** START **

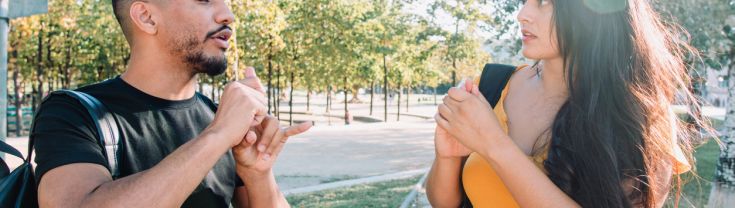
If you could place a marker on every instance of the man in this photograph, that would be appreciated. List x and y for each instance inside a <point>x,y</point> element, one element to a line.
<point>176,151</point>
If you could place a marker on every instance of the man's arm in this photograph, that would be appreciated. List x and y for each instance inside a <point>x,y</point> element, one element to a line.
<point>170,182</point>
<point>167,184</point>
<point>255,167</point>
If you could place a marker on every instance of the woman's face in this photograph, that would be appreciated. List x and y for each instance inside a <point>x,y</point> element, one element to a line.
<point>537,27</point>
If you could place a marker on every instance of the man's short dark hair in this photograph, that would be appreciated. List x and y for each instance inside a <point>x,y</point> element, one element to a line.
<point>121,9</point>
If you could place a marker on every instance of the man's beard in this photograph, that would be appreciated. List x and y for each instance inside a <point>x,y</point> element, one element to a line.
<point>211,66</point>
<point>193,55</point>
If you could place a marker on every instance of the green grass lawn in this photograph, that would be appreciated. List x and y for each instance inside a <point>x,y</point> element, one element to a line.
<point>381,194</point>
<point>392,193</point>
<point>696,191</point>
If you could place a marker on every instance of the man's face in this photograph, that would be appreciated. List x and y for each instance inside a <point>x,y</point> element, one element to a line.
<point>197,31</point>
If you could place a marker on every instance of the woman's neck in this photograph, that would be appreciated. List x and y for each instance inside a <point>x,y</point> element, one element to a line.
<point>553,77</point>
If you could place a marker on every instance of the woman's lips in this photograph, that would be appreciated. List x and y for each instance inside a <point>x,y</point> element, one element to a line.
<point>527,36</point>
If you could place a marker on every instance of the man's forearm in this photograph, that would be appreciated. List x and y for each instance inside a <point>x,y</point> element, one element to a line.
<point>263,190</point>
<point>167,184</point>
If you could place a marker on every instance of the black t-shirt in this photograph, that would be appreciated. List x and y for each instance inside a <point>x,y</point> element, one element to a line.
<point>151,129</point>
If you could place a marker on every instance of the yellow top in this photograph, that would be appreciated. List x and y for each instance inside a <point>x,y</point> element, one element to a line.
<point>484,187</point>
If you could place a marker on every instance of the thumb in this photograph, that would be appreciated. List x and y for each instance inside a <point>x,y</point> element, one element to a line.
<point>468,84</point>
<point>475,90</point>
<point>250,73</point>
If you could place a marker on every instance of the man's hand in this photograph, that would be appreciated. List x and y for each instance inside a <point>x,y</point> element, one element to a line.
<point>251,80</point>
<point>250,161</point>
<point>241,106</point>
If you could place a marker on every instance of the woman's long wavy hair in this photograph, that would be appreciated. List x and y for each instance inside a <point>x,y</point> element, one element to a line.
<point>624,68</point>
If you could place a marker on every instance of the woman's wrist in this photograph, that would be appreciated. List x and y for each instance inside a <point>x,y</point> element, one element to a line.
<point>499,148</point>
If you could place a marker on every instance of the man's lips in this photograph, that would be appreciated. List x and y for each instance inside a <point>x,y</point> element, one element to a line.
<point>221,38</point>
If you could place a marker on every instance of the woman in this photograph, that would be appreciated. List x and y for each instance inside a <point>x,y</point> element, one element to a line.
<point>590,124</point>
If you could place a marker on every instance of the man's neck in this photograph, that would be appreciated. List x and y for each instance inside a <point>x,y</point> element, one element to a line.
<point>160,76</point>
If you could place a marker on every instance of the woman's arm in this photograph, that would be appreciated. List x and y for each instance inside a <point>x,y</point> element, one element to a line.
<point>529,186</point>
<point>442,185</point>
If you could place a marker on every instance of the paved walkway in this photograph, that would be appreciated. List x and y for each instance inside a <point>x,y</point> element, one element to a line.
<point>326,154</point>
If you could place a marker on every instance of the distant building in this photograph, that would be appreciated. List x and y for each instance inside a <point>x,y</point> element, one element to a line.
<point>715,92</point>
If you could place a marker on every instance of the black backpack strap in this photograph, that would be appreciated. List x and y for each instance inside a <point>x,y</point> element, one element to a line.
<point>493,80</point>
<point>107,127</point>
<point>6,148</point>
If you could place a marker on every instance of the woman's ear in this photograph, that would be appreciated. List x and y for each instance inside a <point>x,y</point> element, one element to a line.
<point>142,17</point>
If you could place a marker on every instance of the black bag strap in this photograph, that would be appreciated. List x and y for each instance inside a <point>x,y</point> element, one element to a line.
<point>106,126</point>
<point>493,80</point>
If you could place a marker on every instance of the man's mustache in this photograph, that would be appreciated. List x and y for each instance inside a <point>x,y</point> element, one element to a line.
<point>212,33</point>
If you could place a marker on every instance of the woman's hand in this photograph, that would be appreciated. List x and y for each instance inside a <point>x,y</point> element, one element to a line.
<point>447,146</point>
<point>468,117</point>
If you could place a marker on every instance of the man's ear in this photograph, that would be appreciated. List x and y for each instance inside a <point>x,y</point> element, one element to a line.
<point>142,17</point>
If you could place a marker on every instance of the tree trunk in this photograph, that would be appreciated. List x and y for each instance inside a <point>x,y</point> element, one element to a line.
<point>400,92</point>
<point>408,96</point>
<point>308,99</point>
<point>213,88</point>
<point>435,96</point>
<point>270,83</point>
<point>347,111</point>
<point>723,187</point>
<point>372,92</point>
<point>290,102</point>
<point>16,98</point>
<point>278,93</point>
<point>385,88</point>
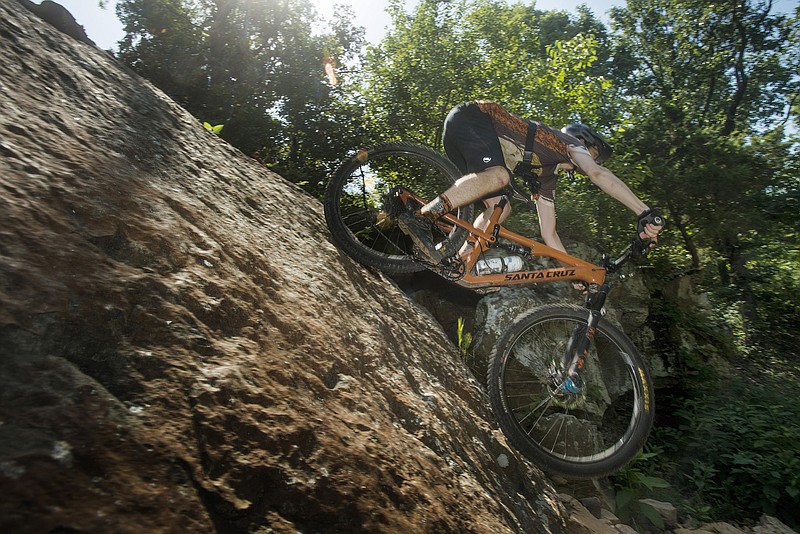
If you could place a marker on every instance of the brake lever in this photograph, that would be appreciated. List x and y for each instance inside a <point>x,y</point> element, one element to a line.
<point>640,247</point>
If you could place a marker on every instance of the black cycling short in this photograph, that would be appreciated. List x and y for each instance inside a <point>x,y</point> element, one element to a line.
<point>470,140</point>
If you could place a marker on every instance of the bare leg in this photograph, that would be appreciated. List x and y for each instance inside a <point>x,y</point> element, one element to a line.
<point>482,220</point>
<point>467,189</point>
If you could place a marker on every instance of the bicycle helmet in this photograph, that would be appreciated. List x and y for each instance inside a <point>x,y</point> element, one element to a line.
<point>590,138</point>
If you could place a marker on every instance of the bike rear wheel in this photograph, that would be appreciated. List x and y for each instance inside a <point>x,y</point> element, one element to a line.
<point>355,196</point>
<point>578,433</point>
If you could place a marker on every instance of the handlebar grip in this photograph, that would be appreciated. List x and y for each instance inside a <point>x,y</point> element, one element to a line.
<point>640,247</point>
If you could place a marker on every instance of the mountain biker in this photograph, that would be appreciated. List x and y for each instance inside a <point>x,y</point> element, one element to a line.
<point>486,143</point>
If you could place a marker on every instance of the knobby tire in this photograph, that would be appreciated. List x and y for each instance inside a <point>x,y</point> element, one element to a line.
<point>576,435</point>
<point>355,195</point>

** END **

Problem description: Please convert all the rows above into a two-column CSV with the headers "text" and "answer", one CSV line per row, with each field in double quotes and line breaks replaced by spaces. Leave the pictures out.

Finished exercise:
text,answer
"If you could place a marker on every instance of the man in this photograph, that would be appreciated. List x and y for each instance inside a <point>x,y</point> element, one element to a line.","<point>176,151</point>"
"If you could place a marker on every instance of the man's arm in this photograph, that would be appreciated. List x and y for each instance inside a <point>x,y</point> element, one element to a line.","<point>170,182</point> <point>167,184</point> <point>255,167</point>"
"If you could place a marker on every instance of the woman's face in this photograph, that would be appreciated. List x and y for each instance inside a <point>x,y</point> element, one element to a line.","<point>537,27</point>"
"If you could place a marker on every instance of the man's short dark hair in this photograph, that would be appreciated. List x and y for each instance inside a <point>x,y</point> element, one element to a line.","<point>121,9</point>"
"If you could place a marker on every instance of the man's beard in this photograph, that would be appreciated. List x and y for each instance inside a <point>x,y</point> element, one element to a line.","<point>211,66</point> <point>193,55</point>"
"If you could place a marker on every instance of the green grass lawn in this photograph, that would be appreciated. List x and y for each instance inside a <point>x,y</point> element, one element to a line.","<point>381,194</point> <point>392,193</point> <point>696,191</point>"
"If you could place a marker on every instance of the man's face in this photograph, that would be appreciated. List x and y for each instance inside a <point>x,y</point> element, one element to a line.","<point>197,31</point>"
"If you could place a marker on every instance of the woman's neck in this photograph, that would be appreciated. List x and y for each instance inside a <point>x,y</point> element, one element to a line.","<point>553,77</point>"
"If you could place a marker on every instance of the woman's lips in this photograph, that would be appreciated. List x and y for each instance inside a <point>x,y</point> element, one element to a line.","<point>527,36</point>"
"If you could place a marker on every instance of the man's forearm in this photograph, that would be appreciated. List x and y for each instance inside a <point>x,y</point> element, one element to a line.","<point>263,190</point> <point>167,184</point>"
"If you could place a marker on every instance of the black t-shirt in this photograph, that would be appreciated. List x and y for each instance inside a <point>x,y</point> element, one element to a line.","<point>151,129</point>"
"If you could place a marker on every instance of the yellow top in this photograph, that would be appreciated. List x and y for each instance inside a <point>x,y</point> element, one element to a line.","<point>484,187</point>"
"If you could place a marker on every instance of the thumb in this photograph, that would be appreciated. List x and y for each instance inside a <point>x,y</point> element, one element to a line.","<point>468,84</point> <point>475,90</point> <point>250,73</point>"
"If you could place a marker on every instance of the man's hand in this photograph, that would be appreciated. List x and y for each instance inside a <point>x,y</point> element, one element to a line.","<point>251,80</point> <point>250,161</point> <point>241,106</point>"
"If you could place a marker on every instance of the woman's long wavy hair in this photograph, that would be appreciated. List x and y for each instance inside a <point>x,y</point> element, one element to a line.","<point>624,68</point>"
"If you could place a marker on every instance of the woman's wrist in this photograph, that would be appreciated. List x and y for each instance inside a <point>x,y</point> element, one element to a line.","<point>499,148</point>"
"If you could place a marker on every instance of the man's lips in this photograph, that would be appreciated. List x and y for each instance inside a <point>x,y</point> element, one element to a line.","<point>221,38</point>"
"If you could place a marker on every instance of the woman in this photograph, that would be appreciated. List x and y for each instance inside a <point>x,y</point> element, one element to a line.","<point>590,124</point>"
"If you could place a marker on every instance of the man's neck in this photograph, that would be appreciated. List x and y for each instance inside a <point>x,y</point> element, one element to a line.","<point>160,76</point>"
"If you could place a marker on every instance of the woman's arm in this photograph, that would be appreciated. List x and y for each instance inside a <point>x,y</point> element, one element to a line.","<point>529,186</point> <point>442,185</point>"
"If you could place a marker on every instance of the paved walkway in this photograph, that would be appreciated. List x and y for each instance inside a <point>x,y</point> element, one element to a line.","<point>326,154</point>"
"If you could place a marker on every instance of the distant building in this photograph, that would be appreciated. List x and y for each instance inside a <point>x,y</point> element, one element to a line.","<point>715,92</point>"
"If you could place a marker on every instance of the black backpack strap in this photograph, that would be appreciated. List x and y for each instance inside a <point>x,y</point> element, one element to a line.","<point>493,80</point> <point>107,127</point> <point>6,148</point>"
"If you could place a marker on every instance of the woman's ear in this photograph, that would be appreciated. List x and y for each instance inside a <point>x,y</point> element, one element to a line.","<point>142,17</point>"
"If you could place a marker on every instance of the black bag strap in this photograph, that would be appreciated. List x and y for each instance inside a <point>x,y</point> element, one element to a line.","<point>106,126</point> <point>493,80</point>"
"If you could place a marker on every instance of the man's mustache in this photograph, that would be appreciated. List x and y for each instance inside a <point>x,y</point> element, one element to a line.","<point>212,33</point>"
"If you could place a marker on every instance of the woman's hand in this photograph, that would be appreciated. List x and y for each instance inside a <point>x,y</point> element, one element to a line.","<point>447,146</point> <point>468,117</point>"
"If you could place a marker on every instance of the man's ear in this photograph, that would be appreciated. List x and y for each instance inside a <point>x,y</point> element, one element to a line.","<point>142,17</point>"
"If you could place a marker on every instance of the tree trunk in this photograph, that would be appreciated. List x and y for each instance inside a <point>x,y</point> element, one element to a line.","<point>400,92</point> <point>408,96</point> <point>308,99</point> <point>213,88</point> <point>435,96</point> <point>270,83</point> <point>347,111</point> <point>723,187</point> <point>372,92</point> <point>290,102</point> <point>16,98</point> <point>278,93</point> <point>385,88</point>"
"If you could place a marker on every instance of the brake lever in this photograph, that would be appreciated. List x and y for each instance inside a <point>x,y</point> element, one element to a line.","<point>640,247</point>"
"If you could place a marker on every instance of the black cycling short in this photograph, that would be appreciated. List x and y for each instance inside a <point>x,y</point> element, one element to a line.","<point>470,140</point>"
"If you could place a marker on every instance of the bare leg in this photograph, that would be appreciated. List x and y for each instance inside a <point>x,y</point> element, one element to a line.","<point>482,220</point> <point>467,189</point>"
"If you could place a marker on every instance of the bicycle helmet in this photograph, that would be appreciated. List x and y for each instance inside a <point>x,y</point> element, one element to a line.","<point>590,138</point>"
"If you could place a marker on every instance of the bike rear wheel in this photograph, that would be appreciated. List x and y for each instance inside a <point>x,y</point> element, one element to a line.","<point>355,196</point> <point>578,433</point>"
"If you could place a marker on every instance of the handlebar grip in this photograph, that would be appreciated. List x and y for each instance inside a <point>x,y</point> element, one element to a line.","<point>640,247</point>"
"If you could place a marker on every instance of the mountain biker in this photograph, that would be appreciated. List x and y for each instance inside a <point>x,y</point> element, one element to a line.","<point>486,143</point>"
"If you could place a marker on every instance of the knobby tire in this photograph, that would be appreciated. List x and y for each instance inside a <point>x,y</point> element, one element to a line.","<point>576,435</point> <point>355,195</point>"